**CHALLENGE**
Write out the stretch of rows from the line containing "In this exercise you will mark the woman's black" through the line containing "<point>209,432</point>", including both, and copy them without any change.

[Coordinate labeling data]
═══

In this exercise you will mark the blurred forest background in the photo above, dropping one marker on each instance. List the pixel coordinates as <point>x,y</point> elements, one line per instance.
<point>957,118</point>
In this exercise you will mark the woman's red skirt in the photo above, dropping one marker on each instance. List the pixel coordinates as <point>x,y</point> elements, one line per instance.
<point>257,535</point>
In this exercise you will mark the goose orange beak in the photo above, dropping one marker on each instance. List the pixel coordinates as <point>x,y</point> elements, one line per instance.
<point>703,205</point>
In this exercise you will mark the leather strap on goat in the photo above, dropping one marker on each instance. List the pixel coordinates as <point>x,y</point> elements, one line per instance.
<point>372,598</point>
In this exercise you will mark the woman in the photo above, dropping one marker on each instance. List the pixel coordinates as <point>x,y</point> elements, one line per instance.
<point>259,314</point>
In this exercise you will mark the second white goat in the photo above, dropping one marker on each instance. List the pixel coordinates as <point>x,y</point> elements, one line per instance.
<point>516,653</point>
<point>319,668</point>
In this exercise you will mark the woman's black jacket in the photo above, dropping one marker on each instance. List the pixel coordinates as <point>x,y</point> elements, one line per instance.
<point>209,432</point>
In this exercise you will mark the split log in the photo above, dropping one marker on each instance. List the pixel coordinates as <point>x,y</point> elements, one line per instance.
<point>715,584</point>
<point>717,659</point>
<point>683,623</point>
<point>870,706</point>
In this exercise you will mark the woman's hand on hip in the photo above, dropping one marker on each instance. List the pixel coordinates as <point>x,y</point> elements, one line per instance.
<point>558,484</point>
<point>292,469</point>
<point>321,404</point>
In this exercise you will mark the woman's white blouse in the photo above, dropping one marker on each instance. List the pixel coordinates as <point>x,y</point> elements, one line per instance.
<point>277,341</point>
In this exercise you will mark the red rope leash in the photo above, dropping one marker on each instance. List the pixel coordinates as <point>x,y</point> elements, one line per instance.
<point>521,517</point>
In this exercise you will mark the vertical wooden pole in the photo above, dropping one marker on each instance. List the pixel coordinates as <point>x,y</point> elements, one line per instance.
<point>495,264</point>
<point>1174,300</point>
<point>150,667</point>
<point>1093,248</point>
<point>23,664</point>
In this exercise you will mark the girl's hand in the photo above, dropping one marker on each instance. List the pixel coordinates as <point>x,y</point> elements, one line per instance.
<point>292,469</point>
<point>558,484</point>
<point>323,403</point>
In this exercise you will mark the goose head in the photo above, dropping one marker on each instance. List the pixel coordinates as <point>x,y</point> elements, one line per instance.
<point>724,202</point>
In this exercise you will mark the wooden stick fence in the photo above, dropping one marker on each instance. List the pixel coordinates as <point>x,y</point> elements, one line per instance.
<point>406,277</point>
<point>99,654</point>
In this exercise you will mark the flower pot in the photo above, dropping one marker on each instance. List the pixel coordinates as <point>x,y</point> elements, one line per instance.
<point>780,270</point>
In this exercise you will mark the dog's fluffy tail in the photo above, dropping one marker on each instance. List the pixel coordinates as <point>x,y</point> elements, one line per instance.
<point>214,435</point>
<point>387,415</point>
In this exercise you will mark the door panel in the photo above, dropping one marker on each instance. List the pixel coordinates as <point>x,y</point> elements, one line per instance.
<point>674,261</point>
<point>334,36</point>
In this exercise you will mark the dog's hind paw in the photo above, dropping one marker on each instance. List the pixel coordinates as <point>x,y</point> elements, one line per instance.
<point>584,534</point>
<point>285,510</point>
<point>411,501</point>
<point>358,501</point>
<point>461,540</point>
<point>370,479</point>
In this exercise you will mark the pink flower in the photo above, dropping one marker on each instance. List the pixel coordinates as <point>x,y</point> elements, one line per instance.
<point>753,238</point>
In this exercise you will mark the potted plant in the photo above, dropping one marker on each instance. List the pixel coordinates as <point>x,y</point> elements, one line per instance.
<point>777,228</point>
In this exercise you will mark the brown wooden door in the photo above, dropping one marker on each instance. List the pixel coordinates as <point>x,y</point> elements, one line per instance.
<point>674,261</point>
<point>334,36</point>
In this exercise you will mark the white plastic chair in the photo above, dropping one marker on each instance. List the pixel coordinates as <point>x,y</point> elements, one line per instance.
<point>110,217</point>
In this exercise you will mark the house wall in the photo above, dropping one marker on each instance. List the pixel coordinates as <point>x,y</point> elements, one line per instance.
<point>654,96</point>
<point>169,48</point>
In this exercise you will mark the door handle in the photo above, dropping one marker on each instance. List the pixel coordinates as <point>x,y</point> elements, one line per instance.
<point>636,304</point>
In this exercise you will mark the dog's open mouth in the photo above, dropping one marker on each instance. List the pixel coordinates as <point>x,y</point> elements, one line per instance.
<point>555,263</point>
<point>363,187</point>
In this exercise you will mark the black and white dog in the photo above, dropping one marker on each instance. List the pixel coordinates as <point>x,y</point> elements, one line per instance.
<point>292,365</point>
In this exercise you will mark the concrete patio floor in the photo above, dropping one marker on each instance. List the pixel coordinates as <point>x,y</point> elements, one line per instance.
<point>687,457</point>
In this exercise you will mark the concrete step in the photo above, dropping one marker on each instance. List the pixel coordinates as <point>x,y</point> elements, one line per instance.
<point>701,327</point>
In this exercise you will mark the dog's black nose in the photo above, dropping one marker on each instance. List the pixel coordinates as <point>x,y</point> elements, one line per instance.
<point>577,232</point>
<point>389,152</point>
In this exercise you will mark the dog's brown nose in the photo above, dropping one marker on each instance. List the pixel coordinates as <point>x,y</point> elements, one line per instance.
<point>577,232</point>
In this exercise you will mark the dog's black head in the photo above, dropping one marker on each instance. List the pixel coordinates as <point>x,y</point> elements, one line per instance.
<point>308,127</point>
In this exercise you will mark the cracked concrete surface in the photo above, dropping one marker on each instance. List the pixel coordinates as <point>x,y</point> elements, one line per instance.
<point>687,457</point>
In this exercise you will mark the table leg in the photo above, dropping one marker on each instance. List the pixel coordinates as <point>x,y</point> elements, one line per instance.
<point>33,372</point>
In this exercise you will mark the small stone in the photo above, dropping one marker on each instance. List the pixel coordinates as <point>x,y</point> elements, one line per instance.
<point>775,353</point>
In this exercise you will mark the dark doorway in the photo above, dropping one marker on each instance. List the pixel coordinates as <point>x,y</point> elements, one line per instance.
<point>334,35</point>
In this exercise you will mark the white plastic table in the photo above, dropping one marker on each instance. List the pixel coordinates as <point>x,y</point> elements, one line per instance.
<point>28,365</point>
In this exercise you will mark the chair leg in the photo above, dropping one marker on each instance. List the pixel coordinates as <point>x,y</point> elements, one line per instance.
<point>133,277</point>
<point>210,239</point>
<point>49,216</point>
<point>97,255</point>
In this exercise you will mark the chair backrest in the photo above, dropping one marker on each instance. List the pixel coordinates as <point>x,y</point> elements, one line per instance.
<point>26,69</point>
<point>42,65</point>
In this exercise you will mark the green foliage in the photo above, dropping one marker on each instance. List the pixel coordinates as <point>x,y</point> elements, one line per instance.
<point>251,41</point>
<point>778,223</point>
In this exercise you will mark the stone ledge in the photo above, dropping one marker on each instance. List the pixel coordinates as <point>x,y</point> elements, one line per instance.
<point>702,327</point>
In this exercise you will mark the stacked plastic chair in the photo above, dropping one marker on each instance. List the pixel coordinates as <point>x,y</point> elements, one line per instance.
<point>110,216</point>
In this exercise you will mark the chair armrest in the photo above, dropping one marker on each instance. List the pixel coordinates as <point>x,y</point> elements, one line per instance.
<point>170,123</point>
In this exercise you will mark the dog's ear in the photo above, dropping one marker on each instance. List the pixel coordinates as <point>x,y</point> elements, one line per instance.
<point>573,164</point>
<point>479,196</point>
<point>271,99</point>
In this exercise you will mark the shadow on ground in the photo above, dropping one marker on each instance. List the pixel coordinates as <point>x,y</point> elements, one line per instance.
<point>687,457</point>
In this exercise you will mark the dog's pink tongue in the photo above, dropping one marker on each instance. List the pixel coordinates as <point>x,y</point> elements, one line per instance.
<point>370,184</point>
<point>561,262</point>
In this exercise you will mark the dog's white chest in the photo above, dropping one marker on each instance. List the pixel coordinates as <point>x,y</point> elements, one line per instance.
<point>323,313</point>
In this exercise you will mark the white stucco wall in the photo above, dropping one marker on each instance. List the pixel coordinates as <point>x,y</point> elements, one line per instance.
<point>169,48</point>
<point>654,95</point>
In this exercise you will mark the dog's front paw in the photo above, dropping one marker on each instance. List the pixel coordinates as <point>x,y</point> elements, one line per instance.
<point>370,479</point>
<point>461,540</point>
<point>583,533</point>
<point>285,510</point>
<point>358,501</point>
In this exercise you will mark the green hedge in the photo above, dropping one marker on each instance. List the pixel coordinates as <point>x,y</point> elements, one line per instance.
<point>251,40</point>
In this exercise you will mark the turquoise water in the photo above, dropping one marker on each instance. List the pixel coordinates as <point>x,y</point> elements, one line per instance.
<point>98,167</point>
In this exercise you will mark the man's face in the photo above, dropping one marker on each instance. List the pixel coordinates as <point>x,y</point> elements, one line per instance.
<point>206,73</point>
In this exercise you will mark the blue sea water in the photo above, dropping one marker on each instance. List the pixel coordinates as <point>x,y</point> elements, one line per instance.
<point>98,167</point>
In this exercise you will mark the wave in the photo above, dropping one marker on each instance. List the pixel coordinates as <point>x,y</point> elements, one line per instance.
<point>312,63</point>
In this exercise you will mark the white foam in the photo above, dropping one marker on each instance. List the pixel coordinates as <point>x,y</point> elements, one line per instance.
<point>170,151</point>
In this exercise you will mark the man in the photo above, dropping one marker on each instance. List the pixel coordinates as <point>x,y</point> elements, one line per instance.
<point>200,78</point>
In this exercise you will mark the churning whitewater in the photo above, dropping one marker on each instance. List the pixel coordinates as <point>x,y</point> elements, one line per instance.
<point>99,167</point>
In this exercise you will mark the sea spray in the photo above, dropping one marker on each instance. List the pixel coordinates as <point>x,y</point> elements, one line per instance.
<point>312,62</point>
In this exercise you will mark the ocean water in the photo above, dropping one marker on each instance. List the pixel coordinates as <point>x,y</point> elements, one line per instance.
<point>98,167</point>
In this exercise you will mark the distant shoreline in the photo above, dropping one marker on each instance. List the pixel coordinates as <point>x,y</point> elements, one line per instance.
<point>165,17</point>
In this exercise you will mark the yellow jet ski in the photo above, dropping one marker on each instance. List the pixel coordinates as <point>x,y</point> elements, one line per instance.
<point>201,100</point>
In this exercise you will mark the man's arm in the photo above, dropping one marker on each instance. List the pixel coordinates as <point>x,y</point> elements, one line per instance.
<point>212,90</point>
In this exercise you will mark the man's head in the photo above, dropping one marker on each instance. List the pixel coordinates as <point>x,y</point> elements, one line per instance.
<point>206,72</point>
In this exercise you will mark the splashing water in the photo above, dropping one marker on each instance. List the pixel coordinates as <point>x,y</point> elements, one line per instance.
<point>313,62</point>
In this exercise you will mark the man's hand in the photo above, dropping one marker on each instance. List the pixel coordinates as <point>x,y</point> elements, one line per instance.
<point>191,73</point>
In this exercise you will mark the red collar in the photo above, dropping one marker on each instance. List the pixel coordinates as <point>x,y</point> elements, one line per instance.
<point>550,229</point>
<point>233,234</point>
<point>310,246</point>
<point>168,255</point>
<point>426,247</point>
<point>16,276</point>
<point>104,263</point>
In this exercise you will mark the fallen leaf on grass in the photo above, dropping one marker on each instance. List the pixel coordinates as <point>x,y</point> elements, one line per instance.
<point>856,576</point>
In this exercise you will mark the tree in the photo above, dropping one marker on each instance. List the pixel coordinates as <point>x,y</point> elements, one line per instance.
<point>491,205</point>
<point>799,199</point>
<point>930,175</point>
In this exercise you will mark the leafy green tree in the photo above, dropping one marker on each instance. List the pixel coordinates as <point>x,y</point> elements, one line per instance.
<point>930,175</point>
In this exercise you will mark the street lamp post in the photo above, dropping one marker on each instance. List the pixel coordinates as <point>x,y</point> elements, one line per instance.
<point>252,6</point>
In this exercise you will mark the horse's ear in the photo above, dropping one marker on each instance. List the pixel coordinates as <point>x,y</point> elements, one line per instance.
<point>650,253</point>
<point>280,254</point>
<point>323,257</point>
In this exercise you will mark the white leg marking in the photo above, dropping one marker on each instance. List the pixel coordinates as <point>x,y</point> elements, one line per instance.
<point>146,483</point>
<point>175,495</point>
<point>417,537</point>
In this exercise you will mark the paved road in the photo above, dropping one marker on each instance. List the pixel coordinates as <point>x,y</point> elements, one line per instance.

═══

**EXERCISE ANSWER**
In this exercise you will mark the woman's black jacket in the photo above, dropping one marker on each instance. List the pixel coordinates as <point>x,y</point> elements, one line per instance.
<point>209,432</point>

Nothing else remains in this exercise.